* **REQUIREMENTS**
Copy out every line of the material below that contains the string "person".

+ + + + + + +

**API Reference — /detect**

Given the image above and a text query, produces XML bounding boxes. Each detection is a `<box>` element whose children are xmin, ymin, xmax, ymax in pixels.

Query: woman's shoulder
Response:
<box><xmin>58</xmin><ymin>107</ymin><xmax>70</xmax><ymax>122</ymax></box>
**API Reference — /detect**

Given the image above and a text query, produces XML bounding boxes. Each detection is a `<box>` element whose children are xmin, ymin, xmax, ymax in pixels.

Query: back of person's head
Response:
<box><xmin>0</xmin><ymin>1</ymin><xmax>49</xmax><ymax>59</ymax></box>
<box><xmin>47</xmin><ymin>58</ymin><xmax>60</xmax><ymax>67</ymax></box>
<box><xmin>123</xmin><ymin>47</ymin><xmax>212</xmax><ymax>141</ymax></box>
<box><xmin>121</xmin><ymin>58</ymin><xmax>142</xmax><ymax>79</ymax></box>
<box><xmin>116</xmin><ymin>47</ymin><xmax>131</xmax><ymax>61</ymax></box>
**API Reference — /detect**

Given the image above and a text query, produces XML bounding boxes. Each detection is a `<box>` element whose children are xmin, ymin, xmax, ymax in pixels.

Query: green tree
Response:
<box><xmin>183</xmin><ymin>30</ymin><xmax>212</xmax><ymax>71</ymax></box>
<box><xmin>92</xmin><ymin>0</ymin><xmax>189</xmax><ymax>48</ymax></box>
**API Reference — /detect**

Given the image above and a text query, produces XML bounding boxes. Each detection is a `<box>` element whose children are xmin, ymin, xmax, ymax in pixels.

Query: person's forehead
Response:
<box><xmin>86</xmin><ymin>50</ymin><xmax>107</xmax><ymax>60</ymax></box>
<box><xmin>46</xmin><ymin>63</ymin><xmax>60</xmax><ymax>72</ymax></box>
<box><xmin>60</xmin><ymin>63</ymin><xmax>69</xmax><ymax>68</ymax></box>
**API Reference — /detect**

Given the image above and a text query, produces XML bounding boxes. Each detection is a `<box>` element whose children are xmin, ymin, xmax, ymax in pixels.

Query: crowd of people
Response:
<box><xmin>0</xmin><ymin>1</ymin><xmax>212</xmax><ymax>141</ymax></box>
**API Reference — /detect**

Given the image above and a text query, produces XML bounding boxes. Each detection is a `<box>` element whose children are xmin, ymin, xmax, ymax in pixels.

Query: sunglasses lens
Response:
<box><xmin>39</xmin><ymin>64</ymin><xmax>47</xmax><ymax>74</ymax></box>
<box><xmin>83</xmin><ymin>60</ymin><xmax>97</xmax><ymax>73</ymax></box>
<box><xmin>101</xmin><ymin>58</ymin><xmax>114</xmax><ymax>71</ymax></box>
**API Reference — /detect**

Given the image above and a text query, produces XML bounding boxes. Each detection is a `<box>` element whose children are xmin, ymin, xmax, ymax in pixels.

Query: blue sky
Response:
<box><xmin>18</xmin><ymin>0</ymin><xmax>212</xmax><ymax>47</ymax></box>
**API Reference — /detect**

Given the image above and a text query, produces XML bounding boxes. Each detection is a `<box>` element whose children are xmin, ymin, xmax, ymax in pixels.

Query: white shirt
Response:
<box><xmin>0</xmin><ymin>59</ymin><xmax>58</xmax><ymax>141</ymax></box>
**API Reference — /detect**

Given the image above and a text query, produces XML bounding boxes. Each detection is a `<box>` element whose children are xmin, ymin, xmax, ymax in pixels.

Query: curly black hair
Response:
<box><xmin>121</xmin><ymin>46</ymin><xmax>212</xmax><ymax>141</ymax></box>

+ + + + + + +

* **OUTPUT FOR THIS EXERCISE**
Query: back of person's head
Query: person's forehead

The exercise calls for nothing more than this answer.